DATASET RECORDS >>
++++++

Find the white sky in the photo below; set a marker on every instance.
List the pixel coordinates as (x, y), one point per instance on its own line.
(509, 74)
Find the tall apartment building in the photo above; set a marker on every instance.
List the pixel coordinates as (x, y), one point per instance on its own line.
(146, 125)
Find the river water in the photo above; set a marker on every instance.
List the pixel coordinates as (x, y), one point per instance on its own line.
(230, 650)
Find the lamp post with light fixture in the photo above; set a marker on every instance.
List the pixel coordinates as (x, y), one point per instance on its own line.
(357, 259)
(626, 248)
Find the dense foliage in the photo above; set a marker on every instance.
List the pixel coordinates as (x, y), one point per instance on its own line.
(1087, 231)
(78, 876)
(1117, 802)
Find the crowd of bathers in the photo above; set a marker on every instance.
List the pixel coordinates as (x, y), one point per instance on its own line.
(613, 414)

++++++

BRIEF >> From the listing above, reproduce all the lines exactly.

SOLUTION FOR THIS PROBLEM >>
Find the white sky in the photo below; set a marker on every instance.
List the pixel coordinates as (x, y), one point per instance on its own line.
(509, 74)
Find the tall apartment building in the photo above; set a marker on every instance.
List the pixel coordinates as (x, y), one point per instance on its own line.
(146, 125)
Find the river water in the photo above; set a marker on every instance.
List the pixel coordinates as (x, y), one point per instance on its own line.
(230, 650)
Find the lamp post with light fixture in the photo above; set a marker on every instance.
List the pixel coordinates as (x, y), one point per instance on its own line.
(357, 259)
(626, 248)
Find the dense foliage in the photo above; set a marker on every instance.
List the pixel coordinates as (x, y), one point per instance on its own line.
(1087, 231)
(78, 876)
(1117, 802)
Find the crowd of bathers in the photo above; set a marker on every instance.
List the pixel coordinates as (x, y), one point per instance on its own line.
(613, 414)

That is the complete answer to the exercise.